*WHAT THE TASK ASKS*
In the stretch from the line containing "Point out where the woman" through the end of the listing, change "woman in hijab" to "person in hijab" and leave everything else as it is.

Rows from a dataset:
==*==

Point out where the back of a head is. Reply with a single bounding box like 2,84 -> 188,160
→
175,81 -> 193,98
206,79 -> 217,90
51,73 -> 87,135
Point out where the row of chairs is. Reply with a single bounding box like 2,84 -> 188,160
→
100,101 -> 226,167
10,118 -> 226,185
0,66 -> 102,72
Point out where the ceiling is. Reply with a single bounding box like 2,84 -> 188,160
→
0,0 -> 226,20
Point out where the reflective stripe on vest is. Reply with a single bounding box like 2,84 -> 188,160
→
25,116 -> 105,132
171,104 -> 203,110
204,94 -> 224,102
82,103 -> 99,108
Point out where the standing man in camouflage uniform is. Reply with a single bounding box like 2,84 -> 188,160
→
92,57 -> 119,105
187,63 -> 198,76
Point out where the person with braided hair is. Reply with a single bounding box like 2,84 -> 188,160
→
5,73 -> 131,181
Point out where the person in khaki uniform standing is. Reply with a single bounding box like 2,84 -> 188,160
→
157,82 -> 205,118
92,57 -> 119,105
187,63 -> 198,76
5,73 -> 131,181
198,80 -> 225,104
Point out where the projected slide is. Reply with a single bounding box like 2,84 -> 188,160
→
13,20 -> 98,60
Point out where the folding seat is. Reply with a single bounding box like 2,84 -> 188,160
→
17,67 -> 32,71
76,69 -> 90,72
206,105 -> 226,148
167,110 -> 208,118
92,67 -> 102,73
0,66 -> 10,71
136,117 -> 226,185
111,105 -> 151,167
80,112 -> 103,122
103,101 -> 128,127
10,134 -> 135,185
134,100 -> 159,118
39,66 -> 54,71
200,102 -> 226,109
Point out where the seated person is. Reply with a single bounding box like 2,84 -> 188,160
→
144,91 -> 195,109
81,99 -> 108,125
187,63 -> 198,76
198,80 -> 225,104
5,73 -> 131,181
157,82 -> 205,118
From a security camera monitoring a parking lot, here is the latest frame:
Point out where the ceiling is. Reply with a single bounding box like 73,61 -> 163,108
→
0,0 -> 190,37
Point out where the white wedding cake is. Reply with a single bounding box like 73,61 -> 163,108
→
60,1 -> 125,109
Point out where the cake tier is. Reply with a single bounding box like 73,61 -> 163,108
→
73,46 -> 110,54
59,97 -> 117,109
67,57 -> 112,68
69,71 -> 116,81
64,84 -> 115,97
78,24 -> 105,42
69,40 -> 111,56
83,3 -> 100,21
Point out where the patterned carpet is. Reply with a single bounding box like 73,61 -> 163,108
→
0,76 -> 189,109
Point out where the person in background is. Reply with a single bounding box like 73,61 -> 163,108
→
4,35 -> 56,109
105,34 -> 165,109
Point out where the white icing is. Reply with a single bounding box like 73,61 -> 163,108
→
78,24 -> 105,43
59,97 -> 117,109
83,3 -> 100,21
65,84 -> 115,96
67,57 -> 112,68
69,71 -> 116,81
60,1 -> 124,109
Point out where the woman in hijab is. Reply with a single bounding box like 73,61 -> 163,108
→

==*==

*SOLUTION BELOW*
Point out where the person in hijab is. Reply with a single bounding box like 73,61 -> 163,108
→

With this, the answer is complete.